Do you prefer your RPG Combat as War or Sport?

I was reminded again today of a long running thread on Enworld.org discusses the difference between Combat as War and Combat as Sport.

There are two competing ideologies about combat in RPGs. The modern one, Combat as Sport, is based around the idea of two more-or-less evenly matched sides engaging in combat where luck and good play within the intended rules of the combat system prevails. The older ideology, Combat as War, favors seeking every possible advantage in order to make the fight as quick and deadly as possible (and I do mean every possible advantage).

Combat as Sport assumes two sides crashing against each other, likely evenly matched. Here each side aims to build on tactical advantage and to gain tempo; optimize the action economy and so forth. The majority of dice rolls occur during the conflict.

Combat as War assumes each side engages in operational and strategic positioning, one side may well be unaware of the other. Then pow a surprise strike that aims to decide the outcome with minimal reliance on dice rolls. In a Combat as War game, a long-running combat encounter is a loss for the attacker. They are likely depleting more resources, and putting more up to fate.

I prefer “Combat as War”. I suspect other OSR advocates, acolytes, and adherents favor Combat as War as well. There is no room for LeRoy Jenkins in a Combat as War game.

“Combat as War” assumes that the characters will engage in antics to eek out every advantage. The antics and scrappign together a plan is the wheelhouse of tabletop RPGs compared to other systems that have combat elements (e.g. boardgames, wargames, computer games)

______

Sum up the post on RPG combat styles in three sentences.

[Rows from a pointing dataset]
______

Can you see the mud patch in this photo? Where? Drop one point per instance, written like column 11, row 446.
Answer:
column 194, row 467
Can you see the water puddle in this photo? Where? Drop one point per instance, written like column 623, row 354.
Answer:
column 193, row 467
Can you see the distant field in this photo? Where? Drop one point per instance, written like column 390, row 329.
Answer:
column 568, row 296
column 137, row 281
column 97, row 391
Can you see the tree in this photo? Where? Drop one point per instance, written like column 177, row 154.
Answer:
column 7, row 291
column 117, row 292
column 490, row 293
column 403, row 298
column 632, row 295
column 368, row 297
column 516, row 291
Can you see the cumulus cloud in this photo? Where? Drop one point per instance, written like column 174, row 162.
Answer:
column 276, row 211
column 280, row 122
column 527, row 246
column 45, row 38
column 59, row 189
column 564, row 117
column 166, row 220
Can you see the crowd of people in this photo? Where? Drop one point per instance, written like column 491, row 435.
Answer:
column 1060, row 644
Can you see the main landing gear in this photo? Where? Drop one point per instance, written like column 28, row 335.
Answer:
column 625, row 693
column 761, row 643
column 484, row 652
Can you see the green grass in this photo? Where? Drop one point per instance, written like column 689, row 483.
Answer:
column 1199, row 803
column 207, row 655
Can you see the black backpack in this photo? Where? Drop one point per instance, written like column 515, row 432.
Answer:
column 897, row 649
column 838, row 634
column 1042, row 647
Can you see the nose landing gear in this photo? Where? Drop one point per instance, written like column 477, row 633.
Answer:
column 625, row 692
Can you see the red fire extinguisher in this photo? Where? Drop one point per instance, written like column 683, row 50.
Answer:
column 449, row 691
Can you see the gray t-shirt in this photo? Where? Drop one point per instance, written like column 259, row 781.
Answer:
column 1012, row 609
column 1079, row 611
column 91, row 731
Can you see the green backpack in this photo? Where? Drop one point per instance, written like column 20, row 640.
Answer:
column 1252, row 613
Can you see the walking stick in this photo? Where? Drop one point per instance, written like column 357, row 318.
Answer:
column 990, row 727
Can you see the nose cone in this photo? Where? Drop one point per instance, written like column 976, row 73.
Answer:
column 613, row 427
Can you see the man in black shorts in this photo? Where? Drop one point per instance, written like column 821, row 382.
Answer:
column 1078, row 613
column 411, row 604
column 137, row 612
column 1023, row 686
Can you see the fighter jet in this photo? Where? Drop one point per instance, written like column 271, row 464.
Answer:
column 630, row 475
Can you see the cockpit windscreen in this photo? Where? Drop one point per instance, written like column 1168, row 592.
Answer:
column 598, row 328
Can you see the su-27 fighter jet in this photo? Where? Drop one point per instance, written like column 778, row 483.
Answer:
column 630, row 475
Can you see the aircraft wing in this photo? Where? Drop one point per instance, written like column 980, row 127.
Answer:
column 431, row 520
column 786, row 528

______

» **Correct result**: The post describes two competing ideologies about combat in RPGs: the modern Combat as Sport, where two roughly evenly matched sides clash and luck and good play within the rules decide the fight, with most dice rolls happening during the conflict. The older Combat as War has each side seek every possible advantage through operational and strategic positioning, aiming for a surprise strike that settles the outcome with minimal reliance on dice, so a long-running combat counts as a loss for the attacker. The writer prefers Combat as War, suspects other OSR adherents do too, and sees the scrappy planning it encourages as the wheelhouse of tabletop RPGs compared with other games that have combat elements.